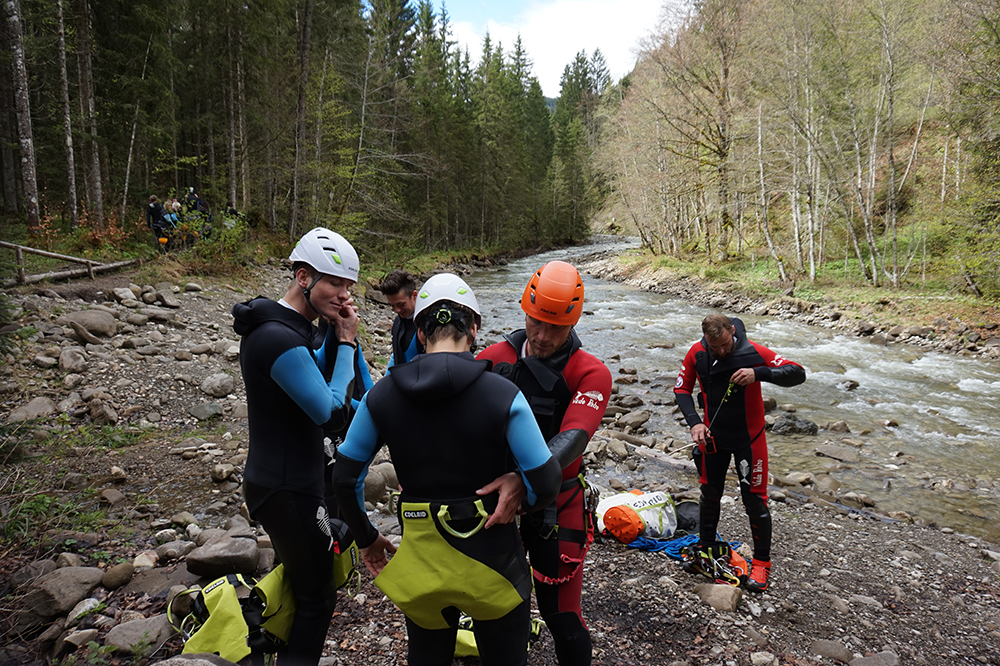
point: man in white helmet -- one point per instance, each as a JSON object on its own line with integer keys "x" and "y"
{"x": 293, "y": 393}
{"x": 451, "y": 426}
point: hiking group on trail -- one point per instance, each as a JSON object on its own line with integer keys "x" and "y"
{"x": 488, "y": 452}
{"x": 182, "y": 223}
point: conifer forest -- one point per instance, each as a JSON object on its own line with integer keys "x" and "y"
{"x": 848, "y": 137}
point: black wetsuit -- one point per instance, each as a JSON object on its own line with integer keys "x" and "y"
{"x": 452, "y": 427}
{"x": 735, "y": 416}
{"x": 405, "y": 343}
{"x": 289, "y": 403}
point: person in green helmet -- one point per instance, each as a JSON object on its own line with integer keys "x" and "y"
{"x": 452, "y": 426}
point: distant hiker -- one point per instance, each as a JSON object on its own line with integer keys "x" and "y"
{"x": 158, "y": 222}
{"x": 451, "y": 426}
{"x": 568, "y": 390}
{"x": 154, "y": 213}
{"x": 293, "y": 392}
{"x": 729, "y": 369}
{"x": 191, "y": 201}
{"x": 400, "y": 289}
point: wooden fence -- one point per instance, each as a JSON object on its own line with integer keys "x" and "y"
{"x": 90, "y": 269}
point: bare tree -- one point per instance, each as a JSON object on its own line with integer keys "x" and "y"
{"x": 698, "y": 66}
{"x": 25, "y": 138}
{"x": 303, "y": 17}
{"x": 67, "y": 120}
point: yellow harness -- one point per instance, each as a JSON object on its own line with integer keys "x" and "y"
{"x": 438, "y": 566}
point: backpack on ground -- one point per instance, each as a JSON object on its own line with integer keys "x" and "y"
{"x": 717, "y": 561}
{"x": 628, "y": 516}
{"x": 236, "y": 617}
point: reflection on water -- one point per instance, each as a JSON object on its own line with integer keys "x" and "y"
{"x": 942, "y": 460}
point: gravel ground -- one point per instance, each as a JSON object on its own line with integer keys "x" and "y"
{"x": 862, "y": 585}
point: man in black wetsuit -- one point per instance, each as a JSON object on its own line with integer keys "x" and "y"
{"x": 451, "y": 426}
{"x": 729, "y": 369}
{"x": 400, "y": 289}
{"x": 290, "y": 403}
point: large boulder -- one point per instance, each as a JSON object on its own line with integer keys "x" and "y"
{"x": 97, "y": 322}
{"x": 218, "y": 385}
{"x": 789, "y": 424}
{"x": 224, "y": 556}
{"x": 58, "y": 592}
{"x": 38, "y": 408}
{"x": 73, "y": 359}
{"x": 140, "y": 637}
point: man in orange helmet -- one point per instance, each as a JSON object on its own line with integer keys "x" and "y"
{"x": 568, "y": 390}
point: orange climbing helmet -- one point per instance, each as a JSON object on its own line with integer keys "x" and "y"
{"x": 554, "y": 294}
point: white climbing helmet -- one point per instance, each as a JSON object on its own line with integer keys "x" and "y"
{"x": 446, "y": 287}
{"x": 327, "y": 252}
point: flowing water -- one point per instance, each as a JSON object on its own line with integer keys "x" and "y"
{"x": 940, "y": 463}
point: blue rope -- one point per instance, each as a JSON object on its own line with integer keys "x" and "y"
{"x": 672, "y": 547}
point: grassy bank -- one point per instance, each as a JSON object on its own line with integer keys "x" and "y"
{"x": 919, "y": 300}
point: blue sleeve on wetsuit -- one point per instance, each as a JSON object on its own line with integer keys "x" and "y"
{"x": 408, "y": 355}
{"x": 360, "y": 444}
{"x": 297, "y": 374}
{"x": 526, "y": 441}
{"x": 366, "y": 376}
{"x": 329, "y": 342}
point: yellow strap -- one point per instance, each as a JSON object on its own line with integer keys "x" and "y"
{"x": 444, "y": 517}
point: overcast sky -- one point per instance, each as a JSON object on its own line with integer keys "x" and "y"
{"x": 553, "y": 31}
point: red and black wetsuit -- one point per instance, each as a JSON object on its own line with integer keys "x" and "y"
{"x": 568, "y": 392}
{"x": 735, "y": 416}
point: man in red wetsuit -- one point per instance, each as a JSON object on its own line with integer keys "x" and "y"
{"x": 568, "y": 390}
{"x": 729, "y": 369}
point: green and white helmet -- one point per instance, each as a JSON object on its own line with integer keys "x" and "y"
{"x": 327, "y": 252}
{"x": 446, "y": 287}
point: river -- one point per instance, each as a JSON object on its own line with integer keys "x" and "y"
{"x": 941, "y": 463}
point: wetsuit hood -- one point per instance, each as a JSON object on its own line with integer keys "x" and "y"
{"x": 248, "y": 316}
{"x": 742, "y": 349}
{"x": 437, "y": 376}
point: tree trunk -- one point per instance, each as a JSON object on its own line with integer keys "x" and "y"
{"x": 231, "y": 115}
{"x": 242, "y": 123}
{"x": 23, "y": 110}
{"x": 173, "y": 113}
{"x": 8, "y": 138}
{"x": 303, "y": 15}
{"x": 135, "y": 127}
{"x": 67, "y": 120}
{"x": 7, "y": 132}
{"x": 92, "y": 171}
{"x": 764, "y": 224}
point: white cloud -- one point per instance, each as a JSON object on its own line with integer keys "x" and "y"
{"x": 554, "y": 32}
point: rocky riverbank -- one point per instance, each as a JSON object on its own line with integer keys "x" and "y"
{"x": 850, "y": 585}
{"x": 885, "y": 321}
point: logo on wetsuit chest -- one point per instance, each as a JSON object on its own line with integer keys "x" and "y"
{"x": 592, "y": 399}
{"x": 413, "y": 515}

┄┄┄┄┄┄

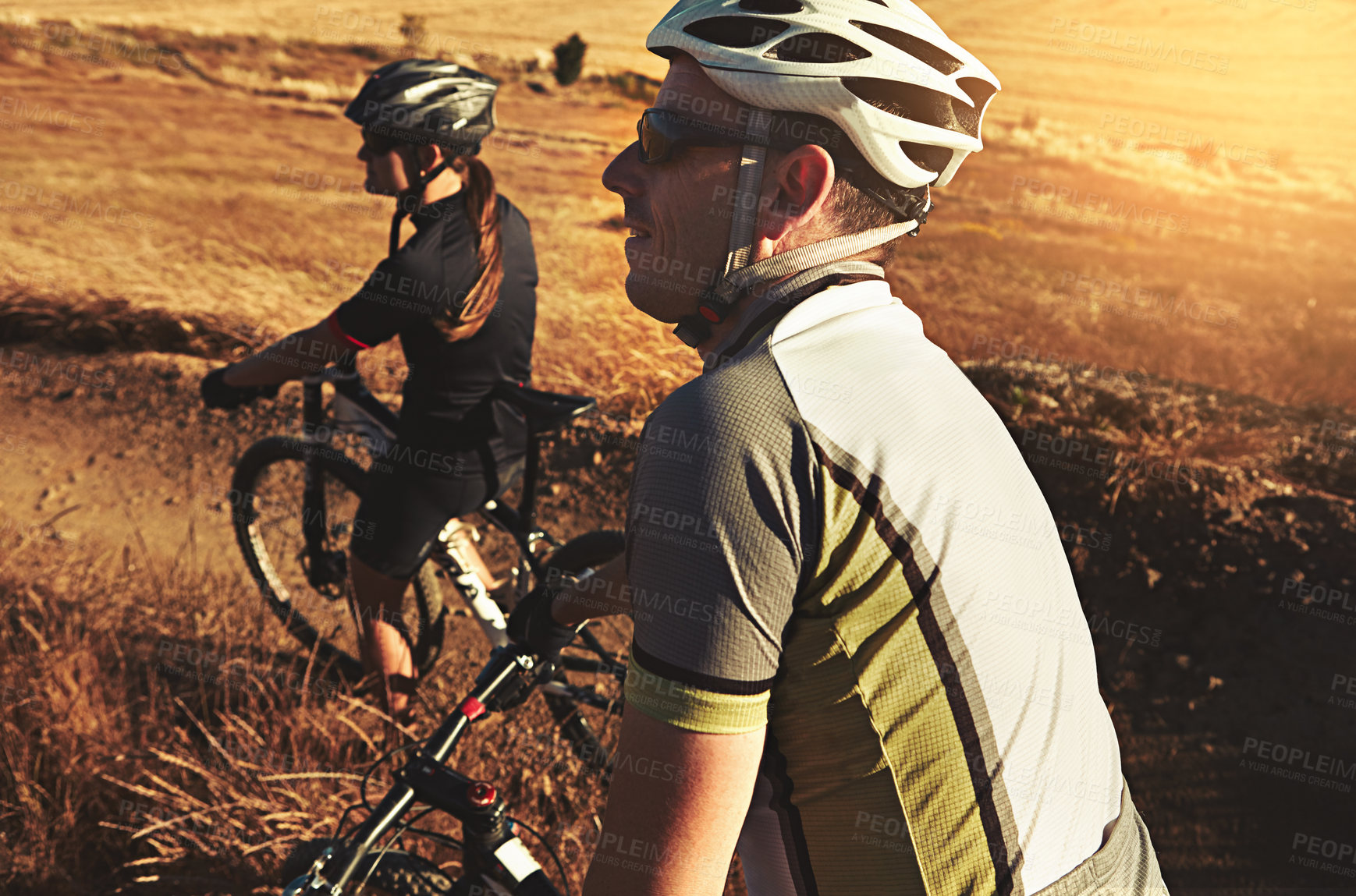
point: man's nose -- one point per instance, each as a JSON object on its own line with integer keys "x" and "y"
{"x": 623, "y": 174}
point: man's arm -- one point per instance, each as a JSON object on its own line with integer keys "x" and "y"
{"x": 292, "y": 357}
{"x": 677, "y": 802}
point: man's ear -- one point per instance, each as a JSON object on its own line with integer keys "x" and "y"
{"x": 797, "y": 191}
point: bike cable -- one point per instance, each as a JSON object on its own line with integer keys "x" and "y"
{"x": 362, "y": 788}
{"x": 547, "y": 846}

┄┄┄┄┄┄

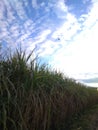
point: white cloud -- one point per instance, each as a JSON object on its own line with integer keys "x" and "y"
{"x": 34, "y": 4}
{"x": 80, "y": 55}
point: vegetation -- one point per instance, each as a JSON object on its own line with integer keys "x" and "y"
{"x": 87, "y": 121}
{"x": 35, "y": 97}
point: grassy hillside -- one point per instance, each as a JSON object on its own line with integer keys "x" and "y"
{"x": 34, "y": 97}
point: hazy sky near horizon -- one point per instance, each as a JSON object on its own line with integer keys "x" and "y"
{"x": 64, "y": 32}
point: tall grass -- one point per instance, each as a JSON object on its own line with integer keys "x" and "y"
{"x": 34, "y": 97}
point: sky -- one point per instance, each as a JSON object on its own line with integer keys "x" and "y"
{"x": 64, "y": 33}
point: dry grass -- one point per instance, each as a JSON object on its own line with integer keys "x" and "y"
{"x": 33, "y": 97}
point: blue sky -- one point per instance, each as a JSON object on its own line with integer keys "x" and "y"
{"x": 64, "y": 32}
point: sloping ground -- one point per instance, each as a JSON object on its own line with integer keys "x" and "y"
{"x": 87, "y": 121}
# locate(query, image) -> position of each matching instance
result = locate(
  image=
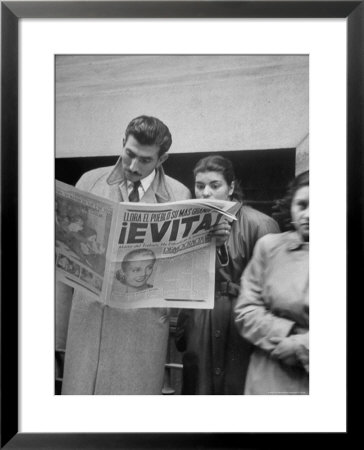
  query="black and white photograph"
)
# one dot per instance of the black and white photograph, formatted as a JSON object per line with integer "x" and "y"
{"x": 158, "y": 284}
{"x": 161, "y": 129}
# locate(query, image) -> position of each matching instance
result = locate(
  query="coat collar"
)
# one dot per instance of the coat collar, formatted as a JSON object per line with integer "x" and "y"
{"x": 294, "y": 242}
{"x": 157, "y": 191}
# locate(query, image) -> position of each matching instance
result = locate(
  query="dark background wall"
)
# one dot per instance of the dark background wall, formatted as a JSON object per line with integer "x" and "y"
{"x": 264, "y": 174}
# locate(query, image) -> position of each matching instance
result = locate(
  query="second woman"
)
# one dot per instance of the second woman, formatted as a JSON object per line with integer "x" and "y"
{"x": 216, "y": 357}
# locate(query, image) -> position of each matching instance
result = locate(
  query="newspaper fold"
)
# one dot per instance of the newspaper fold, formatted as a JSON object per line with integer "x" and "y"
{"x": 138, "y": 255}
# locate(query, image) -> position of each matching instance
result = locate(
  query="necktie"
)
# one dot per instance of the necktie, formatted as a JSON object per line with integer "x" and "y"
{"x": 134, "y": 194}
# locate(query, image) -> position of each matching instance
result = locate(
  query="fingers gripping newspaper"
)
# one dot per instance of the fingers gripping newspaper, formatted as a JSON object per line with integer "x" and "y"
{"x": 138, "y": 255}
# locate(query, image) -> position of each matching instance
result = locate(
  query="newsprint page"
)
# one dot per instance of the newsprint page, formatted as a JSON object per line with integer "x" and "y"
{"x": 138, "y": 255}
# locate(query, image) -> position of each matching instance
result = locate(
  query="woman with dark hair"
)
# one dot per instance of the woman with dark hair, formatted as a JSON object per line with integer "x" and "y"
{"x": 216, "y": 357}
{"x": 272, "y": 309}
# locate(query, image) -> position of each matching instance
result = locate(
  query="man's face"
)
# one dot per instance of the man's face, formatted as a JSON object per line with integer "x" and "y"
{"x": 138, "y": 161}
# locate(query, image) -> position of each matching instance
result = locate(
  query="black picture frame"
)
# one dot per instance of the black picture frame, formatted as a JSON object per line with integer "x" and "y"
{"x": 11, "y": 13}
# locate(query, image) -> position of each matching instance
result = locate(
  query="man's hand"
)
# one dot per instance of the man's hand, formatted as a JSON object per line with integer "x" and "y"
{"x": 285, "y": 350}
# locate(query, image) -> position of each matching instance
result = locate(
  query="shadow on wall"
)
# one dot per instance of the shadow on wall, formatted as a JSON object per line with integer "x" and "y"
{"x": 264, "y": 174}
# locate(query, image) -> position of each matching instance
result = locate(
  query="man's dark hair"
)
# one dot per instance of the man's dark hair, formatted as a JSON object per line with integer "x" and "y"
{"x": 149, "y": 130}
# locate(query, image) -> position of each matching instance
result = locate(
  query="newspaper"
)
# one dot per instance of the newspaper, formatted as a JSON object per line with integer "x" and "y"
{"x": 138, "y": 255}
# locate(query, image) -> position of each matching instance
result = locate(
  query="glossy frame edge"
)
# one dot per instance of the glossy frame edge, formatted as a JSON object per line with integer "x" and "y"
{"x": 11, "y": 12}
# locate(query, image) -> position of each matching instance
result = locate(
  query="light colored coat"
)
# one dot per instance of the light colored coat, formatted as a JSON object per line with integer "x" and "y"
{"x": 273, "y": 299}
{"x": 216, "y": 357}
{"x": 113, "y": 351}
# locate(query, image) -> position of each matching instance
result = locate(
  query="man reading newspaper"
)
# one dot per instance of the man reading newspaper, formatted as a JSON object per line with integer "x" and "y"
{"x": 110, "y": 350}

┄┄┄┄┄┄

Pull out each line in the records that has the word "colored" in it.

  query="light colored coat"
# one dot per instance of the light colored coat, formatted as a JSON object per line with integer "x" and "y"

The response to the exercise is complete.